>>>

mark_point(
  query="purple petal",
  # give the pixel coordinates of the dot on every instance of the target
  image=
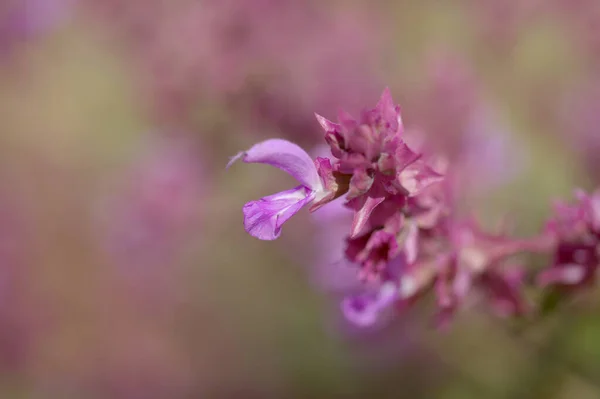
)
(286, 156)
(418, 176)
(386, 108)
(361, 217)
(263, 218)
(326, 124)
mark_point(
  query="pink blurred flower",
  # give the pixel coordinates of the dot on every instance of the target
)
(271, 61)
(154, 214)
(21, 20)
(576, 233)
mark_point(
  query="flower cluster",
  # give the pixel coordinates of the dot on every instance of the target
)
(407, 238)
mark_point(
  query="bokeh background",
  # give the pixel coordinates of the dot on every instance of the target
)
(125, 271)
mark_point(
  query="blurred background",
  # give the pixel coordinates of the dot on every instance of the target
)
(125, 271)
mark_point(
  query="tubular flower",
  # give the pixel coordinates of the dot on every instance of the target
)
(264, 218)
(408, 238)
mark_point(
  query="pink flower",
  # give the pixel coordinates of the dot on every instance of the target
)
(264, 218)
(381, 166)
(576, 233)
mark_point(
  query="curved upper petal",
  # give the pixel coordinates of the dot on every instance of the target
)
(286, 156)
(263, 218)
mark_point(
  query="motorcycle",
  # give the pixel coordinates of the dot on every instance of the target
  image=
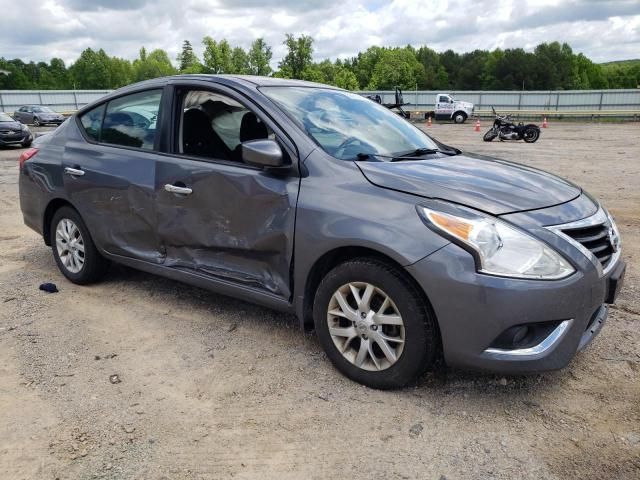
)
(505, 129)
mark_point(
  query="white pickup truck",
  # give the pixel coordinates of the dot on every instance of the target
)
(447, 108)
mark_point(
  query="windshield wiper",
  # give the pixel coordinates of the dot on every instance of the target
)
(418, 152)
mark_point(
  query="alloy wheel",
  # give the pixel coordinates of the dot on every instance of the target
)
(366, 326)
(70, 245)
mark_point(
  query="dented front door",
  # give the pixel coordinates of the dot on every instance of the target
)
(113, 189)
(229, 222)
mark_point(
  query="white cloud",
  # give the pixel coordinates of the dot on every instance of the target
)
(602, 30)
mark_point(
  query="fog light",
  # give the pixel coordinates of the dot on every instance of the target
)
(519, 334)
(523, 336)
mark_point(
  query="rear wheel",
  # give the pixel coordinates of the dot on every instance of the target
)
(374, 325)
(74, 250)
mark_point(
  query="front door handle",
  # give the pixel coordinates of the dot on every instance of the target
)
(73, 172)
(180, 190)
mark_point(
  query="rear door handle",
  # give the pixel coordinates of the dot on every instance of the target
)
(73, 171)
(181, 190)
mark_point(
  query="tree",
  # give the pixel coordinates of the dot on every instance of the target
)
(91, 70)
(397, 67)
(345, 78)
(187, 59)
(239, 61)
(299, 55)
(152, 65)
(259, 57)
(217, 56)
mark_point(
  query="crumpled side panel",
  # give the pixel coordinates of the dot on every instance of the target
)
(116, 198)
(237, 224)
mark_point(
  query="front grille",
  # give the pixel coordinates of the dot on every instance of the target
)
(596, 239)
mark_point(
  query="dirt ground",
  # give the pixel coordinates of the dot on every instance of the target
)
(211, 387)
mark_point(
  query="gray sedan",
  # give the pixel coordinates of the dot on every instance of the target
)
(38, 115)
(305, 198)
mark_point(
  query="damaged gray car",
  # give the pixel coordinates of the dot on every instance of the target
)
(309, 199)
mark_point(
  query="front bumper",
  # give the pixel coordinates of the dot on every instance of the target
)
(473, 310)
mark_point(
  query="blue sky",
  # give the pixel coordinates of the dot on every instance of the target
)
(41, 29)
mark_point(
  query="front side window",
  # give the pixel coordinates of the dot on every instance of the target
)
(130, 120)
(92, 122)
(345, 124)
(213, 125)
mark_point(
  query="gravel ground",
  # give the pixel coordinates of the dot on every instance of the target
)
(142, 377)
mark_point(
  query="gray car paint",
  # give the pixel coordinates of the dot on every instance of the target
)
(260, 234)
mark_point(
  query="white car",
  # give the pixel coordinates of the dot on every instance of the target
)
(448, 108)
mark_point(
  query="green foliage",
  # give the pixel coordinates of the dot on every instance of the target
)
(259, 57)
(550, 66)
(299, 56)
(152, 65)
(187, 59)
(396, 67)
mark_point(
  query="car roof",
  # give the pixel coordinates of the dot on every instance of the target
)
(250, 81)
(247, 80)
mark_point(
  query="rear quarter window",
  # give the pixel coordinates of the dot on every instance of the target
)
(92, 122)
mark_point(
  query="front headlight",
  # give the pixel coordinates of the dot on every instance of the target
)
(499, 248)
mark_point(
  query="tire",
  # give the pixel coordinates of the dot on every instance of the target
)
(92, 265)
(531, 134)
(407, 317)
(490, 135)
(459, 117)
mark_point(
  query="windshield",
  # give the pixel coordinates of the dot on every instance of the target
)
(346, 125)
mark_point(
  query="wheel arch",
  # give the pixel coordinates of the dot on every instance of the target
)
(52, 207)
(338, 255)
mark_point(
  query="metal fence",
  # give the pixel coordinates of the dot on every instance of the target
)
(554, 101)
(58, 100)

<<<

■ REQUIRED TASK ■
Keep only the lines of the data above that contain the string "door", and copy each one out. Matching is case-sensitive.

■ SOLUTION TO THIS TASK ■
  query="dented front door",
  query="front door handle",
  query="rear door handle",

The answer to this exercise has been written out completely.